• **List of tasks**
1. In the regex assignment, modify the passage that begins at the words "# greedy expression" and ends after "non greedy:\n', non_greedy_res)" so that every "non_greedy_res" reads "lazy_res".
2. Which email addresses appear in the string assigned to the variable String in the regex assignment?
3. According to the regex assignment, which character does a non-greedy expression usually contain?

• **Page excerpt**

# Python Assignment 17

### Answer 1

* Greedy : By default the regular expression are greedy, which means the expression try to match as many matches as possible in a given string. This usually contains `'*'` and `'+'` character in expression.
* Non-Greedy : This expression will try to match as less matches as possible in a given string. This usually contain `'?'` in expression.

In [1]:
import re

String = "emailHome:rice@ineuron.ai, emailOffice:onion@ineuron.ai, emailShop:random@ineuron.ai"

greedy = re.compile(r'email.+:[\w]+@ineuron.ai')

# greedy expression is considering all the string as a match, here the pattern consider whole string as a match
greedy_res = greedy.findall(String)

non_greedy = re.compile(r'email.+?:[\w]+@ineuron.ai')

# non_greedy is match as small as possible, here result are three different email
non_greedy_res = non_greedy.findall(String)

print('Result is whole string in greedy:\n', greedy_res)
print('Result is three strings in non greedy:\n', non_greedy_res)

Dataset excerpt
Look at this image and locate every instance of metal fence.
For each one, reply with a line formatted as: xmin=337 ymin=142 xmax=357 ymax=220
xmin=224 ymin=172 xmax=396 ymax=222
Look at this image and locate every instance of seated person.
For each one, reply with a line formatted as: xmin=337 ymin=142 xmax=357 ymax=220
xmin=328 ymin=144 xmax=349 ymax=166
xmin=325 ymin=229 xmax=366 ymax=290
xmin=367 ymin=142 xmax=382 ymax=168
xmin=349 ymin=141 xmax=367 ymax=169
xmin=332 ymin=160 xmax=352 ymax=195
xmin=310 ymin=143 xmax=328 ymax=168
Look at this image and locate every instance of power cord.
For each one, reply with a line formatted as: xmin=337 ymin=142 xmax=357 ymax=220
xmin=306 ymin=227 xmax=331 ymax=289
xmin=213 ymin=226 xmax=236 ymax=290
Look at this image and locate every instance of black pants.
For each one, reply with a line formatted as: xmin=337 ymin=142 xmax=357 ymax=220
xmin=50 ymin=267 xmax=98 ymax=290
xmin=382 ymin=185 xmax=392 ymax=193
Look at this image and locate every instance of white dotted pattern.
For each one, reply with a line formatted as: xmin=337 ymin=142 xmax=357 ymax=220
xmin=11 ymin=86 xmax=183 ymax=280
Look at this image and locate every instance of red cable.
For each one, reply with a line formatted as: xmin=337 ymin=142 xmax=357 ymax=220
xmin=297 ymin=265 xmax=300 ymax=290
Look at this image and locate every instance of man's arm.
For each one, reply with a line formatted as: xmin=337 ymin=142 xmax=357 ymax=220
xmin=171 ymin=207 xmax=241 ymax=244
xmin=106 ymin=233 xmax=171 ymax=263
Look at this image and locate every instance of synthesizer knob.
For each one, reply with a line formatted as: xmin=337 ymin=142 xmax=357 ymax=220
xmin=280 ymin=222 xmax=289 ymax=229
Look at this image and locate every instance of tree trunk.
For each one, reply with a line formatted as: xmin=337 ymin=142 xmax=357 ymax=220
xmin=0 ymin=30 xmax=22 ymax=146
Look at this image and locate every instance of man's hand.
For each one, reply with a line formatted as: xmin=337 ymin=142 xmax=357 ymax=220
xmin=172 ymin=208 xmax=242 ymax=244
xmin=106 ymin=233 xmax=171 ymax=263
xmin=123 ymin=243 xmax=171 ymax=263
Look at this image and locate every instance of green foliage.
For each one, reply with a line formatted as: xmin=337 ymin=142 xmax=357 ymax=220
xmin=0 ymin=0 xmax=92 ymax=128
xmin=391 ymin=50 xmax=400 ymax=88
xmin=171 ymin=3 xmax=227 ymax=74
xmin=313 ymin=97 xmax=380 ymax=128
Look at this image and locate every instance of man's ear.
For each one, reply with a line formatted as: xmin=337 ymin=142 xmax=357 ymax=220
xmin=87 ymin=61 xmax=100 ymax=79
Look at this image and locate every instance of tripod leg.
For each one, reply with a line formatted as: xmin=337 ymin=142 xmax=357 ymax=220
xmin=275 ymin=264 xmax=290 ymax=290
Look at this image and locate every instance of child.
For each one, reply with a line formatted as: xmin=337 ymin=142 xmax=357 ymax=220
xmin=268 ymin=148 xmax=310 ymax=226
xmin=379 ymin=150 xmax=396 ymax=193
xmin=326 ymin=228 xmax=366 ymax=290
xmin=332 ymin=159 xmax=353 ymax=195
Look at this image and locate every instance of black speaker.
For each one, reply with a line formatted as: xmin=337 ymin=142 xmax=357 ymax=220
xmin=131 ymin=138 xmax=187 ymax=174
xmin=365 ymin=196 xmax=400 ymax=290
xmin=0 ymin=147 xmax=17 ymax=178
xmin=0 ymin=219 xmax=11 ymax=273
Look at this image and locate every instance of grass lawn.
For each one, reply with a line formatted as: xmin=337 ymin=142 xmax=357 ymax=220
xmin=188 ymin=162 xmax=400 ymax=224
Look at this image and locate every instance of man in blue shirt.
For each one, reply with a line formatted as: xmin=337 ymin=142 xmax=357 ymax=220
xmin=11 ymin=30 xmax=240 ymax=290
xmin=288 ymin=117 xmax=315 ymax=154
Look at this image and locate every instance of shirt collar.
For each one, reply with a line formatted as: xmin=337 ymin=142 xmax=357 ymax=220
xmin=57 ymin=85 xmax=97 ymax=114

• **Results for each task**
1.
# greedy expression is considering all the string as a match, here the pattern consider whole string as a match
greedy_res = greedy.findall(String)

non_greedy = re.compile(r'email.+?:[\w]+@ineuron.ai')

# non_greedy is match as small as possible, here result are three different email
lazy_res = non_greedy.findall(String)

print('Result is whole string in greedy:\n', greedy_res)
print('Result is three strings in non greedy:\n', lazy_res)

2. rice@ineuron.ai, onion@ineuron.ai, random@ineuron.ai

3. A non-greedy expression usually contains the '?' character.